— Start —

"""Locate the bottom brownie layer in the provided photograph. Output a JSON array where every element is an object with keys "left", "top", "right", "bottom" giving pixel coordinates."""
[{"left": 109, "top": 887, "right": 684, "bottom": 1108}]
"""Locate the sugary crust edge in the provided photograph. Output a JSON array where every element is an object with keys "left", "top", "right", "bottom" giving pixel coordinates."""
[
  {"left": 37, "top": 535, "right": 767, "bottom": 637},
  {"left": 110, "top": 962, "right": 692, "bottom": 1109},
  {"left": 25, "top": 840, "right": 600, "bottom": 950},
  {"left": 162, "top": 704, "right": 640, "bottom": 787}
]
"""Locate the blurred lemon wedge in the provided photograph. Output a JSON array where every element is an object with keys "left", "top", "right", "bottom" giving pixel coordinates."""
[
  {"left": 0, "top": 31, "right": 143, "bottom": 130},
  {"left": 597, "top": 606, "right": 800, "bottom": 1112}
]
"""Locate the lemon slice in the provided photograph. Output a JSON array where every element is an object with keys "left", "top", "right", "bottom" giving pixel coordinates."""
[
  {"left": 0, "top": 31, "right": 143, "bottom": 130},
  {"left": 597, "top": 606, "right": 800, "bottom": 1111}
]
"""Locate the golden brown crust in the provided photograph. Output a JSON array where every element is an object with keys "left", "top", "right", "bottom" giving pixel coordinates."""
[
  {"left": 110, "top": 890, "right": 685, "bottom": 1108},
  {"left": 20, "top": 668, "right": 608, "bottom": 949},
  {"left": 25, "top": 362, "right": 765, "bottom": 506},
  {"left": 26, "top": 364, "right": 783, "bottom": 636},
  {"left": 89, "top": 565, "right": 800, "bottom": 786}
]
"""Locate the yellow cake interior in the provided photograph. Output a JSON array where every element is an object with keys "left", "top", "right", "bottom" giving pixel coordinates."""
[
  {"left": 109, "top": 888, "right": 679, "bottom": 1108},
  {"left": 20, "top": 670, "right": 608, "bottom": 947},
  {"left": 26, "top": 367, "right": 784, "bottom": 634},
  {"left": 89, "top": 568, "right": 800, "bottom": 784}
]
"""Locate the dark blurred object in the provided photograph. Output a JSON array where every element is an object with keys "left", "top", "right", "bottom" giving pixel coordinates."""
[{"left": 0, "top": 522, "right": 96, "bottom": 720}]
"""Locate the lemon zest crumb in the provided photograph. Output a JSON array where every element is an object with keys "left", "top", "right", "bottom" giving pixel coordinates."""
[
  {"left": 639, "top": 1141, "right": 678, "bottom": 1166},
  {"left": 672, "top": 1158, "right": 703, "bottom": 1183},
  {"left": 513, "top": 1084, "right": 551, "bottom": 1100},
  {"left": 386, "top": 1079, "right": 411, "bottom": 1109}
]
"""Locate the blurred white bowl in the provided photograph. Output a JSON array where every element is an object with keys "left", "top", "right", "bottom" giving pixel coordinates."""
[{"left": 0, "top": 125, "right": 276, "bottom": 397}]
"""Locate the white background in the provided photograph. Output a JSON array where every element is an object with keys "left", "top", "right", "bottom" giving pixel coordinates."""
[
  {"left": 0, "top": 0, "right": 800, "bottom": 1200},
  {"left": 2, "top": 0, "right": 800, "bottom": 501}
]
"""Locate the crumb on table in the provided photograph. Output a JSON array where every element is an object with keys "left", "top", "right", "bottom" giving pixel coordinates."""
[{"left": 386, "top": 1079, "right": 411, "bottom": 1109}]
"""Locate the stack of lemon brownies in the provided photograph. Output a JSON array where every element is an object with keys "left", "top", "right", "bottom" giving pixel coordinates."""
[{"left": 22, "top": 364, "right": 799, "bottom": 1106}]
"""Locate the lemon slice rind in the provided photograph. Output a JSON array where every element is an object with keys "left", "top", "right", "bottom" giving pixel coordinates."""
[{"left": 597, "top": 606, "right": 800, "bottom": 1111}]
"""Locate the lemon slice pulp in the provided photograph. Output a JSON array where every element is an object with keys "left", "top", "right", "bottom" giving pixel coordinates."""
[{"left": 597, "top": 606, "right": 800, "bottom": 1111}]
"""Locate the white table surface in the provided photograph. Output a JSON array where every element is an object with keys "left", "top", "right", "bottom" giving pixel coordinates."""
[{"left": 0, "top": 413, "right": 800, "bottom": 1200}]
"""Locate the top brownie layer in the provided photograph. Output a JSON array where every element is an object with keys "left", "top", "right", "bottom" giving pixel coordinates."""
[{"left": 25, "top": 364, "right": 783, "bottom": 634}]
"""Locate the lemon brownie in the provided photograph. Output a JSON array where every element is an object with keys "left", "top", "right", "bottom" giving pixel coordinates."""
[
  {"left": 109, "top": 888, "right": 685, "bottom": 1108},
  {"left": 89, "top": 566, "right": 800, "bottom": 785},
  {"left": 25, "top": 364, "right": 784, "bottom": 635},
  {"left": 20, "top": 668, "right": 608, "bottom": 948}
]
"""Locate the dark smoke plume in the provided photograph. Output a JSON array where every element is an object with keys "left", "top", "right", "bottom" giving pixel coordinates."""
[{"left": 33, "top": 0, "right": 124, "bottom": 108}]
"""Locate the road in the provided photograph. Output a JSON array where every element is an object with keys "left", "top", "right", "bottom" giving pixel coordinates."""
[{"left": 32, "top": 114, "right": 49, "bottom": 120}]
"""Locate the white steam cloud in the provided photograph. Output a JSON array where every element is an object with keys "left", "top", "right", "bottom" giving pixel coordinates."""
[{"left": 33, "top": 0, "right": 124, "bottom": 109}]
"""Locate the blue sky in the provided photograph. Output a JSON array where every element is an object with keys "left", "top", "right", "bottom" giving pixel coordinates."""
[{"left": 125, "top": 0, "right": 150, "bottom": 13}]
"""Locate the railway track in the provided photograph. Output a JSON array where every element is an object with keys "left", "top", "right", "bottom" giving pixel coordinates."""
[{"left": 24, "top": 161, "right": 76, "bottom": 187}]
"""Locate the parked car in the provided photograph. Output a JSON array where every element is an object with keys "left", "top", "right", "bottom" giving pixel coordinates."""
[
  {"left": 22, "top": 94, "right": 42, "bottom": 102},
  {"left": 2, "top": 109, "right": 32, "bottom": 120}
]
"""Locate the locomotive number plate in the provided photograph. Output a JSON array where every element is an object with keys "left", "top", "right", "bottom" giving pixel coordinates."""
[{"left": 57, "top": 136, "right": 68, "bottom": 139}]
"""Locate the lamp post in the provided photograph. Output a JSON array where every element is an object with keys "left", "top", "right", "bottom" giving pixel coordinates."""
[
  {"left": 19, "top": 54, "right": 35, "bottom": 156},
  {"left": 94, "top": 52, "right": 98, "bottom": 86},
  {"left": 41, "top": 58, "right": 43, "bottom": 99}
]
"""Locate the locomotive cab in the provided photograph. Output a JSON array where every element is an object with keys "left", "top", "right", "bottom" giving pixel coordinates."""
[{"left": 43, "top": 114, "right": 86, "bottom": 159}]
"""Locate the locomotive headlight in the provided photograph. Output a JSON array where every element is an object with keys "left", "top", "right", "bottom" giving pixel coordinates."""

— End —

# DIRECTIONS FOR THIS TASK
Turn every one of the records above into a numbered list, one line per item, with blank lines left out.

# WRITTEN ANSWER
1. """Locate the bottom brownie layer in the provided photograph. Output a JSON array where every element is an object with keys "left", "top", "right", "bottom" giving pixel coordinates."""
2. [{"left": 109, "top": 887, "right": 684, "bottom": 1108}]
3. """Locate the sugary crust edge in the provided photograph. Output a JSON array where every element is an object with keys "left", "top", "right", "bottom" giving pixel coordinates."""
4. [
5.   {"left": 37, "top": 535, "right": 767, "bottom": 637},
6.   {"left": 110, "top": 962, "right": 692, "bottom": 1109},
7.   {"left": 25, "top": 840, "right": 600, "bottom": 950},
8.   {"left": 162, "top": 704, "right": 640, "bottom": 787}
9. ]
10. """Locate the blurred lemon wedge in the provided photograph. Output a JSON array where every element is an object with keys "left", "top", "right", "bottom" giving pixel coordinates."""
11. [
12.   {"left": 0, "top": 31, "right": 143, "bottom": 130},
13.   {"left": 597, "top": 606, "right": 800, "bottom": 1112}
14. ]
15. """Locate the lemon slice in the provided photograph. Output a JSON array where every element is an object with keys "left", "top", "right", "bottom" giving pixel coordinates."""
16. [
17.   {"left": 0, "top": 31, "right": 143, "bottom": 130},
18.   {"left": 597, "top": 606, "right": 800, "bottom": 1111}
19. ]
20. """Locate the golden brown crust in the provided photograph. Output a JSON array where every element is an object with keys "left", "top", "right", "bottom" giving pixel coordinates."""
21. [
22.   {"left": 110, "top": 890, "right": 685, "bottom": 1108},
23.   {"left": 20, "top": 668, "right": 608, "bottom": 949},
24.   {"left": 25, "top": 362, "right": 765, "bottom": 506},
25.   {"left": 26, "top": 364, "right": 783, "bottom": 636},
26.   {"left": 89, "top": 565, "right": 800, "bottom": 786}
27. ]
28. """Locate the yellow cake interior in the provided photograph. Output a JSON array where every element is an object with keys "left", "top", "right", "bottom" giving pixel coordinates."""
29. [
30.   {"left": 109, "top": 888, "right": 679, "bottom": 1108},
31.   {"left": 20, "top": 670, "right": 608, "bottom": 947},
32.   {"left": 26, "top": 367, "right": 784, "bottom": 634},
33.   {"left": 89, "top": 568, "right": 800, "bottom": 784}
34. ]
35. """Locate the dark blurred object in the provided photograph. Output a JSON array where every element is an object with keys "left", "top", "right", "bottom" giving pixel coordinates."""
36. [{"left": 0, "top": 522, "right": 96, "bottom": 720}]
37. """Locate the lemon zest crumb in the provided photograph. Output a JSON array where every element is an object with keys "left", "top", "right", "bottom" giving pixel coordinates."""
38. [
39.   {"left": 639, "top": 1141, "right": 678, "bottom": 1166},
40.   {"left": 672, "top": 1158, "right": 703, "bottom": 1183},
41.   {"left": 513, "top": 1084, "right": 551, "bottom": 1100},
42.   {"left": 386, "top": 1079, "right": 411, "bottom": 1109}
43. ]
44. """Locate the blurred white bowl in the provided photograph. Output a JSON array where every element is an object with keys "left", "top", "right", "bottom" giving pixel coordinates."""
45. [{"left": 0, "top": 125, "right": 276, "bottom": 397}]
46. """Locate the white background in the provided photograph. Output a JSON array where every element is an object with keys "left", "top", "right", "bottom" giving pixel coordinates."""
47. [
48.   {"left": 0, "top": 0, "right": 800, "bottom": 1200},
49.   {"left": 2, "top": 0, "right": 800, "bottom": 501}
50. ]
51. """Locate the crumb on table in the provided photograph. Output a JSON array where every element is an object with keys "left", "top", "right", "bottom" giving pixel coordinates."""
52. [{"left": 386, "top": 1079, "right": 411, "bottom": 1109}]
53. """Locate the stack of lemon brownies in the provided photograph. Output a JSON array where every element is an object with keys "left", "top", "right", "bottom" giving pixel coordinates."""
54. [{"left": 22, "top": 364, "right": 799, "bottom": 1106}]
55. """Locate the lemon slice rind in the provided photograph. Output a JSON array where every element is an object with keys "left", "top", "right", "bottom" giving pixel coordinates."""
56. [{"left": 597, "top": 606, "right": 800, "bottom": 1111}]
57. """Locate the lemon slice pulp in the provided photograph. Output a JSON array where every element is an object with keys "left", "top", "right", "bottom" giving pixel coordinates."""
58. [{"left": 597, "top": 606, "right": 800, "bottom": 1111}]
59. """Locate the white table surface in the provided photograph. Output a JSON array where every element is an object with keys "left", "top", "right", "bottom" giving pixel coordinates."""
60. [{"left": 0, "top": 413, "right": 800, "bottom": 1200}]
61. """Locate the top brownie layer in the provided photograph. Output a JSON array where every element is an object with keys "left", "top", "right", "bottom" giving pixel coordinates."""
62. [{"left": 25, "top": 364, "right": 783, "bottom": 634}]
63. """Locate the lemon brownie in the provided photograph. Output a JSON array where every element is an object with keys "left", "top", "right", "bottom" giving pixel coordinates."""
64. [
65.   {"left": 109, "top": 888, "right": 685, "bottom": 1108},
66.   {"left": 89, "top": 566, "right": 800, "bottom": 785},
67.   {"left": 25, "top": 364, "right": 784, "bottom": 635},
68.   {"left": 20, "top": 668, "right": 608, "bottom": 948}
69. ]
70. """Locate the dark smoke plume in the provided photograph. Output a JSON array where every element is an object with keys "left", "top", "right", "bottom" giving pixel coordinates."""
71. [{"left": 33, "top": 0, "right": 124, "bottom": 108}]
72. """Locate the road in the provided photograph. Output a JSON array where every element is an object with keys "left", "top", "right", "bottom" giving pixel coordinates."""
73. [{"left": 32, "top": 114, "right": 49, "bottom": 120}]
74. """Locate the white steam cloud in the provided photograph. Output a JSON array where every element is an object with keys "left", "top", "right", "bottom" giving pixel coordinates."""
75. [{"left": 33, "top": 0, "right": 124, "bottom": 109}]
76. """Locate the blue sky in the provided photograph. Output a JSON array where every element is an object with keys "left", "top", "right", "bottom" giving pixel coordinates."""
77. [{"left": 125, "top": 0, "right": 150, "bottom": 13}]
78. """Locate the railway track in the provided photograph. Output a JSON array where every element is an object with keys "left", "top", "right", "bottom" giving pixel coordinates."""
79. [{"left": 24, "top": 161, "right": 76, "bottom": 187}]
80. """Locate the parked car in the provided photograph. Output a JSON array where every element is an object with keys "left", "top", "right", "bottom" giving pixel coordinates."""
81. [
82.   {"left": 22, "top": 94, "right": 42, "bottom": 102},
83.   {"left": 2, "top": 109, "right": 32, "bottom": 120}
84. ]
85. """Locate the locomotive number plate in the provided photograph. Output a JSON array where every element is an object with keys "left", "top", "right", "bottom" giving pixel coordinates."""
86. [{"left": 57, "top": 136, "right": 68, "bottom": 139}]
87. """Locate the lamp post in the provided photograph. Output a JSON array where every element is an object with keys "left", "top", "right", "bottom" giving pixel coordinates."""
88. [
89.   {"left": 19, "top": 54, "right": 35, "bottom": 156},
90.   {"left": 94, "top": 52, "right": 98, "bottom": 86},
91.   {"left": 41, "top": 58, "right": 43, "bottom": 99}
92. ]
93. """Locate the locomotive cab in the provided photograph. Output a JSON array where every element is an object with keys "left", "top", "right", "bottom" giving pixel coordinates."""
94. [{"left": 43, "top": 114, "right": 86, "bottom": 159}]
95. """Locate the locomotive headlight in the provided photograph. Output a JSON array where every element is an object with keys "left", "top", "right", "bottom" giving pixel coordinates."""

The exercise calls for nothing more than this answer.